WORK TO DO:
Reproduce the listing below with "one point per instance" substituted by "a point for each instance" everywhere and every other line left as is. Omit the pictures.

━━━ RECORD LIST

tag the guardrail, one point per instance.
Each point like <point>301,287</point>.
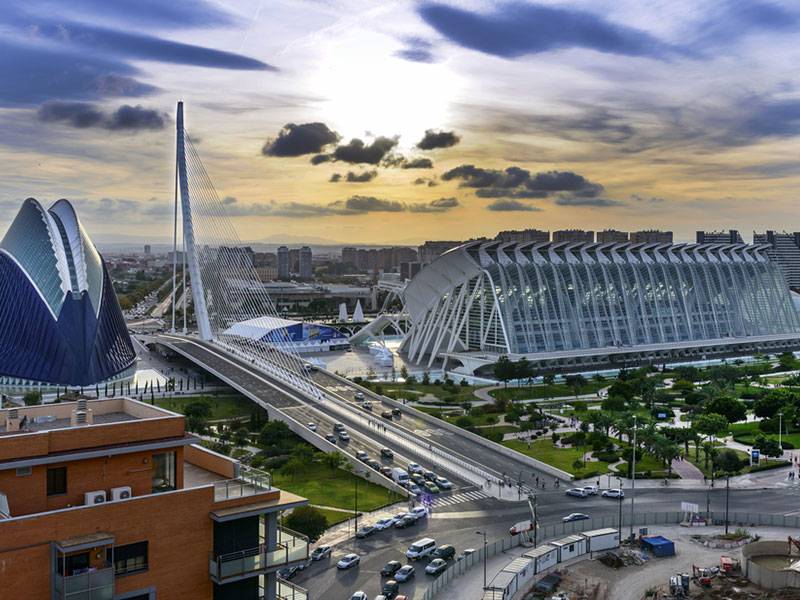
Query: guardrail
<point>558,530</point>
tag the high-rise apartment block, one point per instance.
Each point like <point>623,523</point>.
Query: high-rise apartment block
<point>651,236</point>
<point>611,236</point>
<point>719,237</point>
<point>113,498</point>
<point>573,235</point>
<point>785,251</point>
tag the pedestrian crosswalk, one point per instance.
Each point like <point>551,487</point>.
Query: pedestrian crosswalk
<point>459,498</point>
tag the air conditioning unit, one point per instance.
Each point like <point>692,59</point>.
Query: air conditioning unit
<point>121,493</point>
<point>97,497</point>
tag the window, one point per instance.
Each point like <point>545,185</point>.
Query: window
<point>163,472</point>
<point>131,558</point>
<point>56,481</point>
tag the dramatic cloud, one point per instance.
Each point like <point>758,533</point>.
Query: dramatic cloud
<point>504,205</point>
<point>297,140</point>
<point>440,205</point>
<point>83,115</point>
<point>357,152</point>
<point>417,163</point>
<point>515,182</point>
<point>417,50</point>
<point>516,29</point>
<point>438,139</point>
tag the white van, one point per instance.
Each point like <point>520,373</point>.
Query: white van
<point>399,476</point>
<point>421,548</point>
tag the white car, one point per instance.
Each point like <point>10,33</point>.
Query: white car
<point>348,560</point>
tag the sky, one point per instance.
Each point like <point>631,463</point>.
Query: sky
<point>357,121</point>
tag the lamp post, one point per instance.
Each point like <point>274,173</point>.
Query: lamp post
<point>483,533</point>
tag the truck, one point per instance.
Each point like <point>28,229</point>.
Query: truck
<point>399,476</point>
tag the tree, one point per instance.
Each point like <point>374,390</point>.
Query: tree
<point>732,409</point>
<point>504,370</point>
<point>307,520</point>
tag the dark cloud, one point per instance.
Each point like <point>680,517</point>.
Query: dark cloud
<point>507,205</point>
<point>357,152</point>
<point>83,115</point>
<point>417,50</point>
<point>297,140</point>
<point>440,205</point>
<point>417,163</point>
<point>516,29</point>
<point>40,74</point>
<point>578,201</point>
<point>438,139</point>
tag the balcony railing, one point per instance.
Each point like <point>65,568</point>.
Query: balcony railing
<point>250,481</point>
<point>97,584</point>
<point>291,547</point>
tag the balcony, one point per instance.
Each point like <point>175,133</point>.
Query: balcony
<point>96,584</point>
<point>291,547</point>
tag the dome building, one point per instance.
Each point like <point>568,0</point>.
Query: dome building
<point>60,322</point>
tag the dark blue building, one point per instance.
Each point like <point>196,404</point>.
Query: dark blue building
<point>60,322</point>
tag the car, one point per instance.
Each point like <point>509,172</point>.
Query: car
<point>405,573</point>
<point>321,552</point>
<point>436,566</point>
<point>366,531</point>
<point>390,588</point>
<point>391,568</point>
<point>419,511</point>
<point>406,521</point>
<point>445,552</point>
<point>575,517</point>
<point>348,561</point>
<point>444,484</point>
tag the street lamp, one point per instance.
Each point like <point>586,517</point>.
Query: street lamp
<point>483,533</point>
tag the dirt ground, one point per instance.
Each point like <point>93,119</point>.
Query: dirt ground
<point>599,582</point>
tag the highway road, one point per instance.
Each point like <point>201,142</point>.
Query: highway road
<point>457,525</point>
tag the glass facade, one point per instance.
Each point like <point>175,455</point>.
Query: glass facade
<point>556,297</point>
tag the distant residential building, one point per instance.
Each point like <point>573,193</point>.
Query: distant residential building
<point>651,236</point>
<point>283,262</point>
<point>523,236</point>
<point>306,270</point>
<point>573,235</point>
<point>719,237</point>
<point>785,251</point>
<point>611,236</point>
<point>431,250</point>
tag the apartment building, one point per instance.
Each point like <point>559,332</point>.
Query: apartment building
<point>113,500</point>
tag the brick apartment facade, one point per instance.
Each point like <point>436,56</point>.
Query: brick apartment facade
<point>177,521</point>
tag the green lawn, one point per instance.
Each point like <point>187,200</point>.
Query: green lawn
<point>222,407</point>
<point>334,488</point>
<point>554,390</point>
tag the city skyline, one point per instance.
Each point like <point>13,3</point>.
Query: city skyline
<point>610,116</point>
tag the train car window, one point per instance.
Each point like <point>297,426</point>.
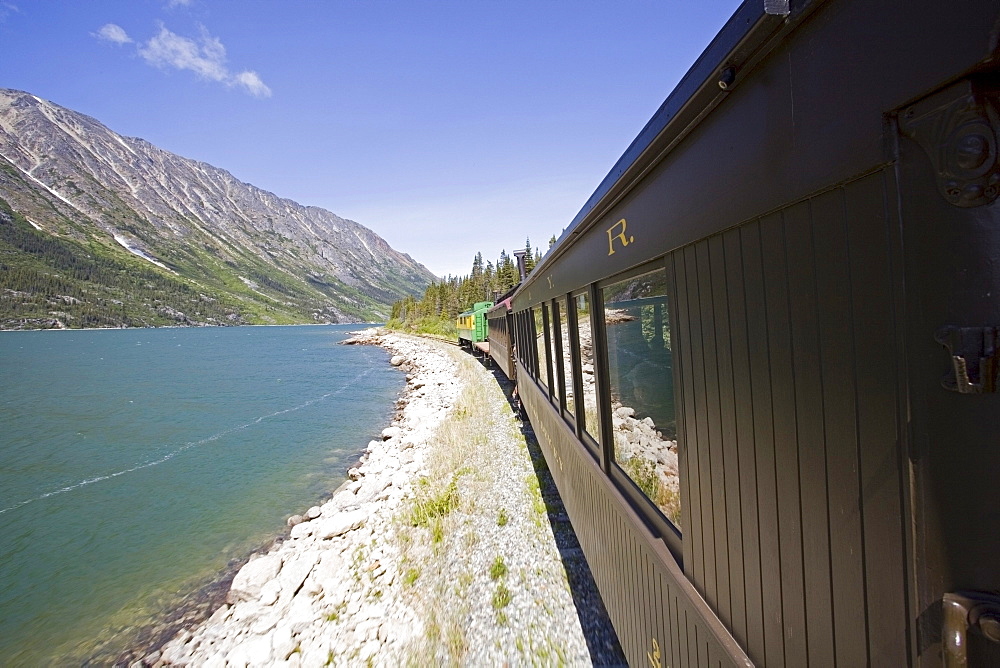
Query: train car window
<point>555,372</point>
<point>640,365</point>
<point>567,362</point>
<point>542,368</point>
<point>589,414</point>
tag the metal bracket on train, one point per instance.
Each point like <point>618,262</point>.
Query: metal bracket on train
<point>974,356</point>
<point>964,610</point>
<point>957,128</point>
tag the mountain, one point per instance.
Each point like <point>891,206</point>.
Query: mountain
<point>97,229</point>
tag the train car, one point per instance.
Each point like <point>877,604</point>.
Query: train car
<point>499,323</point>
<point>471,324</point>
<point>762,360</point>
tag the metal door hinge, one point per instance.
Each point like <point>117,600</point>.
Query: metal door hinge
<point>974,358</point>
<point>964,610</point>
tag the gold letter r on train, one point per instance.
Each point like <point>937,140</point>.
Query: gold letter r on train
<point>620,226</point>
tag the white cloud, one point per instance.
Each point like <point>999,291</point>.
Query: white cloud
<point>113,33</point>
<point>205,56</point>
<point>206,59</point>
<point>252,82</point>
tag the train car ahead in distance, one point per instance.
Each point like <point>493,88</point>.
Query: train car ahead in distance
<point>471,324</point>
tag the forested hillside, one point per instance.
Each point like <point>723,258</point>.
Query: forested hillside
<point>438,309</point>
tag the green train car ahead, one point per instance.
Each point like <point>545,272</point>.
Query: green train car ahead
<point>471,324</point>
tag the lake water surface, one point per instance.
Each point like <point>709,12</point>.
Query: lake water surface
<point>135,464</point>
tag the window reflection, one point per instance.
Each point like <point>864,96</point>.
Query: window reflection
<point>567,362</point>
<point>554,347</point>
<point>540,344</point>
<point>590,421</point>
<point>642,393</point>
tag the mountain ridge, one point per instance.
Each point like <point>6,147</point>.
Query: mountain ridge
<point>67,175</point>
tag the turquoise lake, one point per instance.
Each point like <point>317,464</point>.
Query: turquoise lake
<point>135,464</point>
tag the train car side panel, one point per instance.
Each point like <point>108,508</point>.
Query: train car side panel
<point>629,567</point>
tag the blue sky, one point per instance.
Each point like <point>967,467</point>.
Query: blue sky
<point>446,127</point>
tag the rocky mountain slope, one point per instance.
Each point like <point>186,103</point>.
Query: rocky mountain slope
<point>97,229</point>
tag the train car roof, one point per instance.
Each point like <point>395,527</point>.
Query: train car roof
<point>736,47</point>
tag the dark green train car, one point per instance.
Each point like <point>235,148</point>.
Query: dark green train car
<point>471,324</point>
<point>763,361</point>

━━━━━━

CORRECT RESPONSE:
tag the guardrail, a point for each instance.
Each point like <point>301,287</point>.
Query: guardrail
<point>558,530</point>
tag the high-rise apartment block, a point for each instance.
Each point like <point>623,523</point>.
Query: high-rise apartment block
<point>651,236</point>
<point>611,236</point>
<point>719,237</point>
<point>113,498</point>
<point>573,235</point>
<point>785,251</point>
tag the pedestrian crosswalk, a point for each instance.
Each point like <point>551,487</point>.
Query: pedestrian crosswalk
<point>459,498</point>
tag the air conditioning unit, a point for each instance.
Each point like <point>692,59</point>.
Query: air conditioning unit
<point>121,493</point>
<point>97,497</point>
tag the window, a point for each instance.
Each point like <point>545,185</point>.
Query: window
<point>163,472</point>
<point>131,558</point>
<point>56,481</point>
tag the dramatic cloud, a point for each instance.
Each point like <point>758,533</point>.
Query: dramatic cloud
<point>504,205</point>
<point>297,140</point>
<point>440,205</point>
<point>83,115</point>
<point>357,152</point>
<point>417,163</point>
<point>515,182</point>
<point>417,50</point>
<point>516,29</point>
<point>438,139</point>
tag the white van, a point for each instance.
Each point like <point>520,373</point>.
Query: white van
<point>399,476</point>
<point>421,548</point>
tag the white car, a point for each instance.
Each point like <point>10,33</point>.
Query: white car
<point>348,560</point>
tag the sky, a point for each instance.
Each point like <point>631,463</point>.
Query: sky
<point>357,121</point>
tag the lamp post, a point for each instance.
Each point like <point>274,173</point>.
Query: lamp post
<point>483,533</point>
tag the truck, a point for each instance.
Each point like <point>28,229</point>.
Query: truck
<point>399,476</point>
tag the tree, a point for each instance.
Each point like <point>374,390</point>.
Query: tree
<point>732,409</point>
<point>504,370</point>
<point>307,520</point>
tag the dark cloud, a point for each instance.
Each point like <point>680,517</point>.
Query: dark cloud
<point>507,205</point>
<point>357,152</point>
<point>83,115</point>
<point>417,50</point>
<point>297,140</point>
<point>440,205</point>
<point>417,163</point>
<point>516,29</point>
<point>40,74</point>
<point>578,201</point>
<point>438,139</point>
tag the balcony railing, a point for each instance.
Each point like <point>65,568</point>.
Query: balcony railing
<point>250,481</point>
<point>97,584</point>
<point>291,547</point>
tag the balcony, a point for each instance.
Each point like <point>175,133</point>.
Query: balcony
<point>96,584</point>
<point>291,547</point>
tag the dome building, a point for each instance.
Each point like <point>568,0</point>.
Query: dome building
<point>60,322</point>
tag the dark blue building, a point for each instance.
Each point like <point>196,404</point>.
Query: dark blue building
<point>60,322</point>
tag the car, a point for each instance.
Each point like <point>509,172</point>.
Query: car
<point>405,573</point>
<point>321,552</point>
<point>436,566</point>
<point>366,531</point>
<point>390,588</point>
<point>391,568</point>
<point>419,511</point>
<point>406,521</point>
<point>445,552</point>
<point>575,517</point>
<point>348,561</point>
<point>444,484</point>
tag the street lamp, a point for each instance.
Each point like <point>586,517</point>.
Query: street lamp
<point>483,533</point>
tag the dirt ground, a point for each instance.
Each point like <point>93,119</point>.
Query: dirt ground
<point>599,582</point>
tag the highway road, a point for each instance.
Each point like <point>201,142</point>.
Query: highway road
<point>457,525</point>
tag the glass facade, a point for each instance.
Each point like <point>175,455</point>.
Query: glass facade
<point>556,297</point>
tag the distant residential building, a point for each instance.
Each point like <point>573,193</point>.
Query: distant residential building
<point>651,236</point>
<point>283,262</point>
<point>523,236</point>
<point>306,270</point>
<point>573,235</point>
<point>719,237</point>
<point>785,251</point>
<point>611,236</point>
<point>431,250</point>
tag the apartment building, a point for each instance.
Each point like <point>559,332</point>.
Query: apartment building
<point>113,500</point>
tag the brick apartment facade, a point for each instance.
Each point like <point>436,56</point>.
Query: brick apartment facade
<point>177,521</point>
tag the green lawn, a point for each instance.
Each point like <point>187,200</point>.
Query: green lawn
<point>222,407</point>
<point>334,488</point>
<point>554,390</point>
tag the city skyline, a point for each instance.
Each point like <point>13,3</point>.
Query: city skyline
<point>610,116</point>
tag the train car window, a point for each instance.
Each point like <point>297,426</point>.
Query: train car window
<point>555,372</point>
<point>640,365</point>
<point>567,362</point>
<point>542,368</point>
<point>589,414</point>
tag the metal bracket on train, a point for each instance.
Each point like <point>618,262</point>.
Query: metal bracket on train
<point>974,356</point>
<point>964,610</point>
<point>957,128</point>
tag the mountain, a point for each instance.
Each point like <point>891,206</point>.
Query: mountain
<point>97,229</point>
tag the train car, a point for each instance.
Each point like <point>877,604</point>.
Query: train car
<point>499,323</point>
<point>471,324</point>
<point>762,360</point>
tag the metal door hinge, a point for each instance.
Each point like <point>117,600</point>.
Query: metal door hinge
<point>974,358</point>
<point>964,610</point>
tag the gold letter r on train, a point for each instance.
Each point like <point>937,140</point>.
Query: gold letter r on train
<point>620,226</point>
tag the white cloud, a point for each instance.
Each point like <point>999,291</point>.
Query: white cloud
<point>113,33</point>
<point>205,56</point>
<point>206,59</point>
<point>252,82</point>
tag the train car ahead in distance, a point for each instance.
Each point like <point>493,88</point>.
Query: train car ahead in distance
<point>471,324</point>
tag the forested hillside, a point for each instance.
Each point like <point>723,258</point>.
Query: forested hillside
<point>438,309</point>
tag the green train car ahead, a point for each instance.
Each point like <point>545,272</point>.
Query: green train car ahead
<point>471,324</point>
tag the lake water surface, a point for each instance.
Each point like <point>709,12</point>.
Query: lake water surface
<point>135,464</point>
tag the window reflection, a point for each instance.
Each point like <point>864,96</point>.
Query: window reflection
<point>567,362</point>
<point>554,347</point>
<point>540,344</point>
<point>590,421</point>
<point>642,393</point>
tag the mountain ridge, a point for each instance.
Each point like <point>6,147</point>.
Query: mountain ridge
<point>67,175</point>
tag the turquoise lake, a point for each instance.
Each point like <point>317,464</point>.
Query: turquoise lake
<point>135,464</point>
tag the train car side panel, a point for each instance.
Each point like <point>108,508</point>.
Query: train car side panel
<point>629,567</point>
tag the blue sky, a point for each instance.
Each point like <point>967,467</point>.
Query: blue sky
<point>446,127</point>
tag the rocky mountain slope, a point for each instance.
Each point like <point>186,103</point>.
Query: rocky mountain slope
<point>97,229</point>
tag the train car roof, a point for each instance.
Each point like <point>395,527</point>.
Query: train car roof
<point>736,47</point>
tag the dark green train car, a point for each instance.
Each point like <point>235,148</point>.
Query: dark green train car
<point>471,324</point>
<point>763,361</point>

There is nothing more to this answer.